EXTRAIT >>
· · · · ·
Pierre Alberti, séquence nostalgie

23 décembre, 2008 | LES GENS | 16 commentaires

alberti1 Photos © Jean-Luc Mège

 

Par Nadine Fageol, envoyée spéciale à Nice

 

Fils de bûcheron, il a fait fortune dans la démolition pour créer dans les folles années de la bande FM, Radio Nostalgie, sa danseuse anti boum boum gavée des musiques de sa jeunesse. 20 ans après son départ mouvementé de Lyon, retrouvailles à Nice et à Monaco avec « Ma », la femme de toute une vie et Radio Emotion, son dernier bébé. Pierre Alberti est en piste pour une nouvelle aventure qui repassera peut-être par notre capitale.
· · · · ·
Enregistrements conservés >>
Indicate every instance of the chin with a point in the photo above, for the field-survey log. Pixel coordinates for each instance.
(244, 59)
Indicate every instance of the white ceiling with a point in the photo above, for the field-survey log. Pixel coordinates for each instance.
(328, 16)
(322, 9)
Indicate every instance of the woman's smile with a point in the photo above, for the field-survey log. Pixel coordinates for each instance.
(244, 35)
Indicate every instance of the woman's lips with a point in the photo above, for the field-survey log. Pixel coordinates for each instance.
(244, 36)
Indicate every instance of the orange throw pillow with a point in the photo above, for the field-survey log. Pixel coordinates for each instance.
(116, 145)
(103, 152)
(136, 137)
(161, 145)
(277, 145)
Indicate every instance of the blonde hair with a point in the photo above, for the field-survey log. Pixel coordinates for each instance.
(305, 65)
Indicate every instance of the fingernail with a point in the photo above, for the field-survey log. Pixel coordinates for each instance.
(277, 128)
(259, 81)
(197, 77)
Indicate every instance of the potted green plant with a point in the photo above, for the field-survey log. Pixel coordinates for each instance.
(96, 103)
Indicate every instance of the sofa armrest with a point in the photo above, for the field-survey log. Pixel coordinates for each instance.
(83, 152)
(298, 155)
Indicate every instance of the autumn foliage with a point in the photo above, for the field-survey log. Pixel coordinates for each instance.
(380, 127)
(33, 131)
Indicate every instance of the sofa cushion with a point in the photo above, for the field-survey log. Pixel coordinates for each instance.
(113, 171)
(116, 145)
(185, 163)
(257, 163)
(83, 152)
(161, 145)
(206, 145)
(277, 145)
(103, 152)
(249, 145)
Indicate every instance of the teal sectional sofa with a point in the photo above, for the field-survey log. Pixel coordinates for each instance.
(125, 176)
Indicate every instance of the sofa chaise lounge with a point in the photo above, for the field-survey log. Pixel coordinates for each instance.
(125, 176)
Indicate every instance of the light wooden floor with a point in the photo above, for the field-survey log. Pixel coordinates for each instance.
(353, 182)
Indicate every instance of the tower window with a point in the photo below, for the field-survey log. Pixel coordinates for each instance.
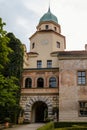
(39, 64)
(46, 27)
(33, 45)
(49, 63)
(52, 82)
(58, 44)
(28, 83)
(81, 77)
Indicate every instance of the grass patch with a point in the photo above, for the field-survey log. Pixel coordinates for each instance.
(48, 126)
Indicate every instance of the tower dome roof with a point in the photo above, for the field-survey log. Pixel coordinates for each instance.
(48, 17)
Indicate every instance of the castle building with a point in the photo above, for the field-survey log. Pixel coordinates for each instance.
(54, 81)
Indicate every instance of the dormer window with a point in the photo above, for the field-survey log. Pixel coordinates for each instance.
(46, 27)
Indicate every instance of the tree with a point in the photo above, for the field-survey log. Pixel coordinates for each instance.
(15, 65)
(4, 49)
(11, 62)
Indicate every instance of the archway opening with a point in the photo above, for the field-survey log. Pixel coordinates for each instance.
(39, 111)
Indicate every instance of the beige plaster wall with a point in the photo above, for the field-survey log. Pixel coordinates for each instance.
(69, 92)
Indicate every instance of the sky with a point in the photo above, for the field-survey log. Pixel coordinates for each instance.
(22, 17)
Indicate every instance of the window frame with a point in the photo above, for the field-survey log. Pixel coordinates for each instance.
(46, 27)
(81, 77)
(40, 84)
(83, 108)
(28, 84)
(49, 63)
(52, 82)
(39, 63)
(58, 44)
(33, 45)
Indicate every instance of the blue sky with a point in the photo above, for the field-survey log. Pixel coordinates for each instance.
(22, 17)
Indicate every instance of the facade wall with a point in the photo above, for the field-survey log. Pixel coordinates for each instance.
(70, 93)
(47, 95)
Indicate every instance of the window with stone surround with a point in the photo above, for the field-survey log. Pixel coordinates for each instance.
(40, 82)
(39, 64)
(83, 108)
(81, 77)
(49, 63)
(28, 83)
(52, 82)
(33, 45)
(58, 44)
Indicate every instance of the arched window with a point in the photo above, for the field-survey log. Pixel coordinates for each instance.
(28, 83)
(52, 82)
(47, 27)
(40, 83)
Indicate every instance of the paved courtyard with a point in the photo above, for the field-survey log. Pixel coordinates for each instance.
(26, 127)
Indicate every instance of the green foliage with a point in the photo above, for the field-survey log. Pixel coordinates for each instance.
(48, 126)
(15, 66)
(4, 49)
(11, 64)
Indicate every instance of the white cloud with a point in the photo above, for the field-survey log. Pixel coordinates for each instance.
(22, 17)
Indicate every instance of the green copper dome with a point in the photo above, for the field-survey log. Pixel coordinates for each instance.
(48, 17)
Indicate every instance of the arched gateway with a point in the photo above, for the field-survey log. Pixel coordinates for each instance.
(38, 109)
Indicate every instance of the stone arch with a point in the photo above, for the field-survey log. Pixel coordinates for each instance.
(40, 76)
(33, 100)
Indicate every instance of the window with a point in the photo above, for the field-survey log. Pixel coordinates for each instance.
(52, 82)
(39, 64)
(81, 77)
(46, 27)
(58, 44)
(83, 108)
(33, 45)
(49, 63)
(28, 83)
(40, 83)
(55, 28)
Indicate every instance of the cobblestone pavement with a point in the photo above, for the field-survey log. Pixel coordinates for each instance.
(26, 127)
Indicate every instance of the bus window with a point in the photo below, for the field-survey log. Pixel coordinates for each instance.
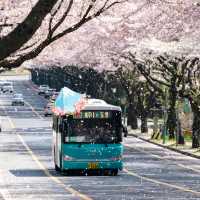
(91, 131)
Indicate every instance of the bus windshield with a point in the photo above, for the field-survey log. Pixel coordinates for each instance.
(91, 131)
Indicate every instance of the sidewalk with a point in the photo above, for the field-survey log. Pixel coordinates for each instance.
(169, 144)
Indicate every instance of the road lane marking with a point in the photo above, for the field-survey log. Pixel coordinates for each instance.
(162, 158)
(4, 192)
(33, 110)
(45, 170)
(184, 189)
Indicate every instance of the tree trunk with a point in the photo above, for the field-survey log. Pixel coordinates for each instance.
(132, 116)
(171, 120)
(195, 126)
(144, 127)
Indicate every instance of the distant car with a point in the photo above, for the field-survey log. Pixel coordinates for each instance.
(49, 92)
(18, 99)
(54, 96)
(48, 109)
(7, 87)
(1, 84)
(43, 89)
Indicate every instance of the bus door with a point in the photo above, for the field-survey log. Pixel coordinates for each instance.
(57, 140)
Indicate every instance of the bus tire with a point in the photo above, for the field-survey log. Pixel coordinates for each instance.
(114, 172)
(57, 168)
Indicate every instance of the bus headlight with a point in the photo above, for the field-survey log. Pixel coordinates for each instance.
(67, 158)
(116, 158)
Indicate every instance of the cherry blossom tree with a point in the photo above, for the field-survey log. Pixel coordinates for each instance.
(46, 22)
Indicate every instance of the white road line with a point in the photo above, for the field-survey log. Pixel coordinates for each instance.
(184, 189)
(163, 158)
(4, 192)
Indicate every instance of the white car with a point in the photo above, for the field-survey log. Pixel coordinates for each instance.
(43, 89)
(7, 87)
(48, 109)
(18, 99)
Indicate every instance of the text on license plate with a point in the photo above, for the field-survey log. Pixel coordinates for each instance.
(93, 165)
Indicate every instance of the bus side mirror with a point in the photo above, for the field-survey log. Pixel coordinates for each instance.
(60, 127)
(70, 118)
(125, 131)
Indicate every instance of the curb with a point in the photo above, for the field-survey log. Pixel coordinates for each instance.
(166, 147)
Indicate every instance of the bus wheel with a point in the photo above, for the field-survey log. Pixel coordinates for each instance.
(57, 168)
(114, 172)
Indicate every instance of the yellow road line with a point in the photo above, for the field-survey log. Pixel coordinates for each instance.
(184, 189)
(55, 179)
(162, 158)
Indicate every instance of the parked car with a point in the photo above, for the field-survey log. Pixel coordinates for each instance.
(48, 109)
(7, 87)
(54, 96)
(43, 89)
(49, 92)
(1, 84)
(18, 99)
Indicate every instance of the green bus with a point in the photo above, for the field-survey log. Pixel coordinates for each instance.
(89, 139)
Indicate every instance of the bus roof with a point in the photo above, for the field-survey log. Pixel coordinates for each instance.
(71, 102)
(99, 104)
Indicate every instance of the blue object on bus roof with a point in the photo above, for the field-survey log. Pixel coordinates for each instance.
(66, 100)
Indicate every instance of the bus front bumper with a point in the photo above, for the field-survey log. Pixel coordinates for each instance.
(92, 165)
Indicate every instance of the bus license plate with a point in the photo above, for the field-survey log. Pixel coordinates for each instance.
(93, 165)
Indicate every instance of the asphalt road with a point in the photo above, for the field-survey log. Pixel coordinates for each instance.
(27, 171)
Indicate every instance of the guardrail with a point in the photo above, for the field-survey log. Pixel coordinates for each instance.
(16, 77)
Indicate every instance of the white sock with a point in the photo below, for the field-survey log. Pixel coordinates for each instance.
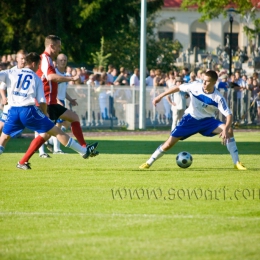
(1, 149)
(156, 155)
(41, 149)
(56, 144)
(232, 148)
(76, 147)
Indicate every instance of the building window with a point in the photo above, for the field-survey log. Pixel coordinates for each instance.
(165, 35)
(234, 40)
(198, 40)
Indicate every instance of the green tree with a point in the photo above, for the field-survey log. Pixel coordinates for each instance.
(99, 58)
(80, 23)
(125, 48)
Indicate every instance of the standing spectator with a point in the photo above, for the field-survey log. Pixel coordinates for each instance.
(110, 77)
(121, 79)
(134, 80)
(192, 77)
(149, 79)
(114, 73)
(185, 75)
· · · · ·
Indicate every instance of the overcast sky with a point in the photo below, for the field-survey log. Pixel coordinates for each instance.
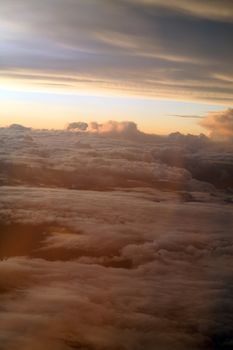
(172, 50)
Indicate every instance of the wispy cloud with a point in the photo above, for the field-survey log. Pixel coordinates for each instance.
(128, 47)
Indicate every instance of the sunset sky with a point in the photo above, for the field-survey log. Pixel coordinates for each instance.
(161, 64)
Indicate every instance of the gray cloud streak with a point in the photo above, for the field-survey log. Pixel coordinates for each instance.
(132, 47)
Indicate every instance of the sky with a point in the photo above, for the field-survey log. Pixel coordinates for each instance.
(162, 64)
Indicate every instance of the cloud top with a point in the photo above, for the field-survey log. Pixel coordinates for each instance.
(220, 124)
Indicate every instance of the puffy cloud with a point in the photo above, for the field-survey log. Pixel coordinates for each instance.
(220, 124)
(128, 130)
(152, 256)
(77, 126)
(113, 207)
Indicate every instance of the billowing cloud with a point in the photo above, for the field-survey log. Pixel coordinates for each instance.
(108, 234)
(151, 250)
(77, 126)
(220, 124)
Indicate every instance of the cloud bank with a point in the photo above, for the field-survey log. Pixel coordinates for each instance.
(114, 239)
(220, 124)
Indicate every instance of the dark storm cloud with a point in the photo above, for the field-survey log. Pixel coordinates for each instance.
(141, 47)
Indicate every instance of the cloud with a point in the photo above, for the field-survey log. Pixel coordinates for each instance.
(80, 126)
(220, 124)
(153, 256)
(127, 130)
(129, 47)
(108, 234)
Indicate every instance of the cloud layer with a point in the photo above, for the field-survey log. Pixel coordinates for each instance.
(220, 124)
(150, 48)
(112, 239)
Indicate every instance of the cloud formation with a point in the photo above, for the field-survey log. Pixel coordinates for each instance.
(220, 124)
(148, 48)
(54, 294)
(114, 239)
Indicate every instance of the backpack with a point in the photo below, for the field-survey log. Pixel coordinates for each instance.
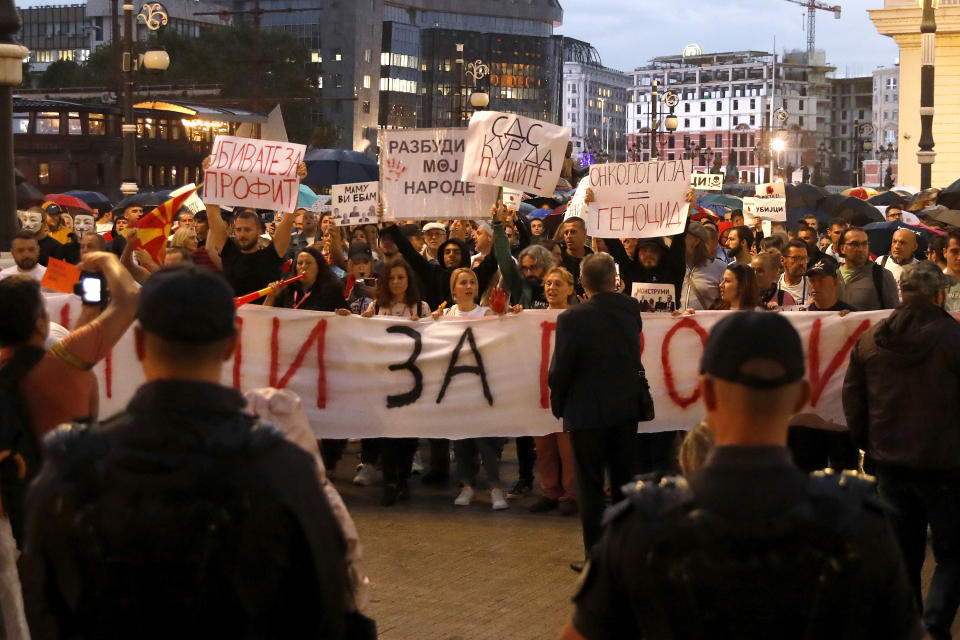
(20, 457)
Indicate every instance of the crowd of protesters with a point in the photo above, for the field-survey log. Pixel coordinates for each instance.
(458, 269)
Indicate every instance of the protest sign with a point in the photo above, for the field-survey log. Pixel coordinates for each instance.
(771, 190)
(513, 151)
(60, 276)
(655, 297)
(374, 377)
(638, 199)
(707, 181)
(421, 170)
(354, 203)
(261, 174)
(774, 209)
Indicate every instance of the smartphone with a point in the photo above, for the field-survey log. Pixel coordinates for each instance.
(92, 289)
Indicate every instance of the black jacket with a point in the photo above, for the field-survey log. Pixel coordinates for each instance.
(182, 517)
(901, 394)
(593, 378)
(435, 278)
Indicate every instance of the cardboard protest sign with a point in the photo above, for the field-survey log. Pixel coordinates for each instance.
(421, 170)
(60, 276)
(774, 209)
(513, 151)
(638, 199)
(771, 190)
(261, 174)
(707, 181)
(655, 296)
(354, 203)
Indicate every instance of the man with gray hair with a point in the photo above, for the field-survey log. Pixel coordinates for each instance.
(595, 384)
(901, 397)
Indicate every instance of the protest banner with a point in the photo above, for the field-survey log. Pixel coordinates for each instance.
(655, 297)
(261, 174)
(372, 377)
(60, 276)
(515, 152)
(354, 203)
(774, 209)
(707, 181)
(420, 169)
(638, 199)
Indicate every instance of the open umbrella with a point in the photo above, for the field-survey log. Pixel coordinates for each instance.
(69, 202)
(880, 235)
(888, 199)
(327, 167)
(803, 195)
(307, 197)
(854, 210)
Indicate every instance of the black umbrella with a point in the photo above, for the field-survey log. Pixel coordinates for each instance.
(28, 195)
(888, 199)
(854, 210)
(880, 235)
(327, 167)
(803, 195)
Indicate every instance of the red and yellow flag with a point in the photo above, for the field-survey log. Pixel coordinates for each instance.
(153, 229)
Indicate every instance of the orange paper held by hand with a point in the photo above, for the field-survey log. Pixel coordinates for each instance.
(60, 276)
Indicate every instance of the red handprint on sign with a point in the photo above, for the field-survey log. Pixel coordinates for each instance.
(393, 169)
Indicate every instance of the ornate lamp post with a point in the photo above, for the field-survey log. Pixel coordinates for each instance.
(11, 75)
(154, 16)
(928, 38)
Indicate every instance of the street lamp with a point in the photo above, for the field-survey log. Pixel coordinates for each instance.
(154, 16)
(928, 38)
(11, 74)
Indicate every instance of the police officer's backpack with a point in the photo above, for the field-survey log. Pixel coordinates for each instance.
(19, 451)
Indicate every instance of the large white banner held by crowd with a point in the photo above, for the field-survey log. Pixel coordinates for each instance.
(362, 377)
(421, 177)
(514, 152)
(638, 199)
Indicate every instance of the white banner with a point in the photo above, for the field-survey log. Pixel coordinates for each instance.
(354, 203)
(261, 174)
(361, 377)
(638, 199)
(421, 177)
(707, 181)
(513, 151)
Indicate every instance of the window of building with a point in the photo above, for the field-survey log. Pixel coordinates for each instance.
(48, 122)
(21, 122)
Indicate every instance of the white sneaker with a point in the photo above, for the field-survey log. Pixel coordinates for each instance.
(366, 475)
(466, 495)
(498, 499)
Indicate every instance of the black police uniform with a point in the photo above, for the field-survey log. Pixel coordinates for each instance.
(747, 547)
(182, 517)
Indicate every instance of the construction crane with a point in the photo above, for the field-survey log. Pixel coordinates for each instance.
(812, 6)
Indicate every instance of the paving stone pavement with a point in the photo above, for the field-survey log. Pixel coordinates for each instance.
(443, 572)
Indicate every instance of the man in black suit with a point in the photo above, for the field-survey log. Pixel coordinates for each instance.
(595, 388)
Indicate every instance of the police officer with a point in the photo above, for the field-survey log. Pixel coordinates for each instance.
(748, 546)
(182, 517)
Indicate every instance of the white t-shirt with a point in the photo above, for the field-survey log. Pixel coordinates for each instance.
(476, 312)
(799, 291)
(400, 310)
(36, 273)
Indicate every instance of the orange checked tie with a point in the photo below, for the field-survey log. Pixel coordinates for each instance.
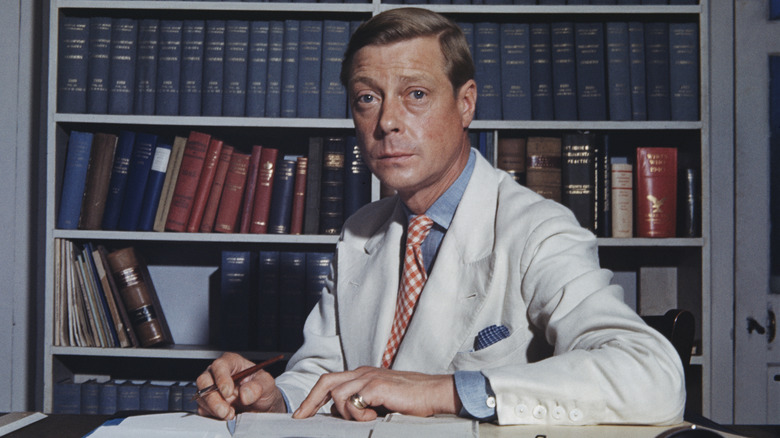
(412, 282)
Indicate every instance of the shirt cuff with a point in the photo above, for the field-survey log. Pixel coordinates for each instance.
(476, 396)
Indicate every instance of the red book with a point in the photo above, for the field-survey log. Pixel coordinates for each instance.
· · · · ·
Recopiez fidèlement le passage de l'extrait qui s'ouvre sur les mots contenant « 23 décembre, 2008 » et se referme sur « par notre capitale. ».

CORRIGÉ >>
23 décembre, 2008 | LES GENS | 16 commentaires

alberti1 Photos © Jean-Luc Mège

 

Par Nadine Fageol, envoyée spéciale à Nice

 

Fils de bûcheron, il a fait fortune dans la démolition pour créer dans les folles années de la bande FM, Radio Nostalgie, sa danseuse anti boum boum gavée des musiques de sa jeunesse. 20 ans après son départ mouvementé de Lyon, retrouvailles à Nice et à Monaco avec « Ma », la femme de toute une vie et Radio Emotion, son dernier bébé. Pierre Alberti est en piste pour une nouvelle aventure qui repassera peut-être par notre capitale.